__Written instruction__
Rewrite the data from the line containing "For the benchmark run, find the beige" through the end of the data, with "beige wall" changed to "cream wall" and nothing else altered.
--- START OF Data for this task ---
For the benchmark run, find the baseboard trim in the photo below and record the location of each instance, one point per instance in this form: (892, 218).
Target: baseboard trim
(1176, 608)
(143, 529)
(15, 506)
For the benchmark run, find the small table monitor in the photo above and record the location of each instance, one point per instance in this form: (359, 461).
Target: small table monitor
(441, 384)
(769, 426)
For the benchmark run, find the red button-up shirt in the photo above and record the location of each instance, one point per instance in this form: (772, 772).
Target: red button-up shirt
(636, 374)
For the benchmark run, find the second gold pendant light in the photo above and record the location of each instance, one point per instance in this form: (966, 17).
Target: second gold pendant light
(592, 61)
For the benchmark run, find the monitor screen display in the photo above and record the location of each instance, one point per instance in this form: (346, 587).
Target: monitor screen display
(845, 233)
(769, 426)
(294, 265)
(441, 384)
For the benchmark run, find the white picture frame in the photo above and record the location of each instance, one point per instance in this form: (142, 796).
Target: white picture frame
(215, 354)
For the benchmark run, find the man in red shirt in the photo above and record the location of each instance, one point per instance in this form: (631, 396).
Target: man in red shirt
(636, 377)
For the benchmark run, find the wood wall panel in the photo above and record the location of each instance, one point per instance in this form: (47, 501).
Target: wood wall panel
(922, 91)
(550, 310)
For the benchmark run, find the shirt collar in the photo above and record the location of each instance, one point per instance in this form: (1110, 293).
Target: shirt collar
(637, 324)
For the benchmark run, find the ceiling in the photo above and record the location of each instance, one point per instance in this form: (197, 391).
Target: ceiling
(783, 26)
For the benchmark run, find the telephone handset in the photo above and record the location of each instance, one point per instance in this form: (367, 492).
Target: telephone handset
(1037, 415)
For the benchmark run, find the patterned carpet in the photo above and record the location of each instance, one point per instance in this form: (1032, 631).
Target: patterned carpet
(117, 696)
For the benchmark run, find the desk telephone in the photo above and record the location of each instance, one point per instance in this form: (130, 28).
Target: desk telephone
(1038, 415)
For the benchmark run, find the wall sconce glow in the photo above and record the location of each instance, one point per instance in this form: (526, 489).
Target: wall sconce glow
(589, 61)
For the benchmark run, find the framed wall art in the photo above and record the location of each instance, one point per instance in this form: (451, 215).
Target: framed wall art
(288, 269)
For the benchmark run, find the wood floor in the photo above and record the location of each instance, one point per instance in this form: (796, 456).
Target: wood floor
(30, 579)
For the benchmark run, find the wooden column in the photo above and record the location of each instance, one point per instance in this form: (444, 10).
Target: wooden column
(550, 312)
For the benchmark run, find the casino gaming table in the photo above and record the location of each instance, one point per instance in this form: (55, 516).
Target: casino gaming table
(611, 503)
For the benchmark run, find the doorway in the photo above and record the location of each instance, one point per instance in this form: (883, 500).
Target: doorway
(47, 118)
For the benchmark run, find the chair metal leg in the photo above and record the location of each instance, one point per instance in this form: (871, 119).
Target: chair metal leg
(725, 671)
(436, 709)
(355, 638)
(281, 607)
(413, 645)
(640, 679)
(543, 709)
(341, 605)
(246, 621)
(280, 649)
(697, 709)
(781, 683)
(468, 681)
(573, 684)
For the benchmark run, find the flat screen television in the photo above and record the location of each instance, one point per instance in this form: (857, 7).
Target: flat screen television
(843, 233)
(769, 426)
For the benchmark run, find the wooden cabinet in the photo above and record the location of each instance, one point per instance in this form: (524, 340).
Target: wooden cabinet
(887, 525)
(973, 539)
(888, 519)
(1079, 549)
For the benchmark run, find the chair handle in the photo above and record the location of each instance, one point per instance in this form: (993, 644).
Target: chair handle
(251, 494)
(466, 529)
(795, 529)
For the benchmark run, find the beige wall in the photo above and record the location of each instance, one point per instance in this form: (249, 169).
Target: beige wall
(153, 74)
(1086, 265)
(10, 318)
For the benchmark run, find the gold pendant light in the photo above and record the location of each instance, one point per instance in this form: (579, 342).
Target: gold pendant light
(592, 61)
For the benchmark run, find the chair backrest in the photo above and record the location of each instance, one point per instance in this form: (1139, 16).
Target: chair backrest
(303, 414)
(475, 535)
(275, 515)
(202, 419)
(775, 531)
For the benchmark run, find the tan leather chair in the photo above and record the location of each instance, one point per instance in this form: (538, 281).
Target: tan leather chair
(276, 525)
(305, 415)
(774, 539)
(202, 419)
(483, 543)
--- END OF Data for this task ---
__Correct response__
For the benchmark run, find the cream wall in the photo above and record the location of each instance, one point per instance in this form: (249, 169).
Target: cream wall
(153, 74)
(1086, 265)
(10, 318)
For the benchmark run, find the gold pendant light in the photo above and record the location of each instance, one point per instance in this form: (579, 342).
Target: gold pendant light
(592, 61)
For the benchmark run, find the chair backrest in the photo above and record the location of each instance, one point per instance in this form: (1139, 16).
Target: chair backrest
(303, 414)
(475, 535)
(275, 515)
(202, 419)
(775, 531)
For the benchmark run, find the tan leather chair in the photo above and record the location of each instance, one point per instance in this form: (538, 281).
Target: tan leather chair
(276, 525)
(305, 415)
(774, 539)
(202, 419)
(483, 543)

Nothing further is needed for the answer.